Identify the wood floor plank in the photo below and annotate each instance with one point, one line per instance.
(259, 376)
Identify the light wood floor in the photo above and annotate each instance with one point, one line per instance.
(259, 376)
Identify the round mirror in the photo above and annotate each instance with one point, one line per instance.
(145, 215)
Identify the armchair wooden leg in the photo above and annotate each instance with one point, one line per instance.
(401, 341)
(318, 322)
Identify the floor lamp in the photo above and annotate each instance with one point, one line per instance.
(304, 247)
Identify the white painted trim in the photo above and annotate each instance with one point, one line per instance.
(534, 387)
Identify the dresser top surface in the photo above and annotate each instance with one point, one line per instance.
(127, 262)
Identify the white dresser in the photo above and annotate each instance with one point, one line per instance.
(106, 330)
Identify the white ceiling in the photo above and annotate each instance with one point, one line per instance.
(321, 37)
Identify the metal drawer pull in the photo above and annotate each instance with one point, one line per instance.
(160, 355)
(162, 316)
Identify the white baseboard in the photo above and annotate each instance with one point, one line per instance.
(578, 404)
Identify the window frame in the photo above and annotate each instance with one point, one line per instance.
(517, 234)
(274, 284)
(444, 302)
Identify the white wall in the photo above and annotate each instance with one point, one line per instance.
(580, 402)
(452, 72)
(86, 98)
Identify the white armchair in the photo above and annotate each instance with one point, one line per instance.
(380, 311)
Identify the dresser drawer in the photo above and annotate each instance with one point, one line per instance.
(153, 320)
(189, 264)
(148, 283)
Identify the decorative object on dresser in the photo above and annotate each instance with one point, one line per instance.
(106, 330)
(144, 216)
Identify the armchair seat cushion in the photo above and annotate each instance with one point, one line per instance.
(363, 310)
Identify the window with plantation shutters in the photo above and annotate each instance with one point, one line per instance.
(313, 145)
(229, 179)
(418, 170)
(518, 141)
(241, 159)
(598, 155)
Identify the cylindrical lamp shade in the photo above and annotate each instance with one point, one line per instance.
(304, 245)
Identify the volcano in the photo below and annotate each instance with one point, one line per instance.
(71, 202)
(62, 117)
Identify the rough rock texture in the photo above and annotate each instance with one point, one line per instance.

== Your objective ==
Write out all the lines again, exactly as they are.

== Solution to the problem ==
Identify the wood floor plank in the photo below and annotate each instance with one point, one line per instance.
(259, 376)
Identify the light wood floor in the photo above and annotate each instance with one point, one line per instance.
(259, 376)
Identify the round mirror in the photo above and annotate each instance with one point, one line per instance.
(145, 215)
Identify the armchair wooden leg in the photo above and annotate each instance with one point, one line per instance.
(401, 341)
(318, 322)
Identify the floor lamp in the photo above and annotate each instance with one point, one line per instance.
(304, 247)
Identify the white painted trim in the photo above and annotate each instance with one point, one line per instance.
(534, 387)
Identify the dresser top surface in the photo above and annotate each instance with one point, one line per instance.
(127, 262)
Identify the white dresser in the photo above and annotate each instance with one point, one line per instance.
(106, 330)
Identify the white ceiling in the photo above and annotate each instance with one point, one line per instance.
(321, 37)
Identify the metal drawer pull in the photo above and annotate each instance with one point, one line per instance.
(160, 355)
(162, 316)
Identify the white baseboard in the photo above and annotate each instance with one point, one line per instance.
(578, 404)
Identify the window frame in the photo above and annotate each instance with one point, one line per instance.
(517, 234)
(274, 284)
(444, 302)
Identify the white wall in the photo above and annotate each instance with one point, one line per instance.
(580, 402)
(452, 72)
(86, 98)
Identify the white armchair in the photo above and annotate each instance with one point, one line per instance.
(380, 311)
Identify the dresser drawer in the photo above and annotate each instance with one point, one line per instance.
(153, 320)
(189, 264)
(148, 283)
Identify the decorative object on dresser in the photo above and annotate each instance with one point, one line per instance.
(106, 330)
(144, 216)
Identify the armchair seat cushion in the photo above and annotate each instance with one point, one line per instance.
(363, 310)
Identify the window with plantation shutters in the photo above and annotate each instance with one point, one line per instance.
(313, 145)
(229, 179)
(418, 170)
(518, 141)
(241, 159)
(598, 155)
Identify the cylindrical lamp shade in the photo above and annotate each instance with one point, one line per instance.
(304, 245)
Identify the volcano in the photo below and annotate each instance with one point, one line per instance.
(71, 202)
(62, 117)
Identify the rough rock texture in the photo above and annotate each instance with one point, one line per instance.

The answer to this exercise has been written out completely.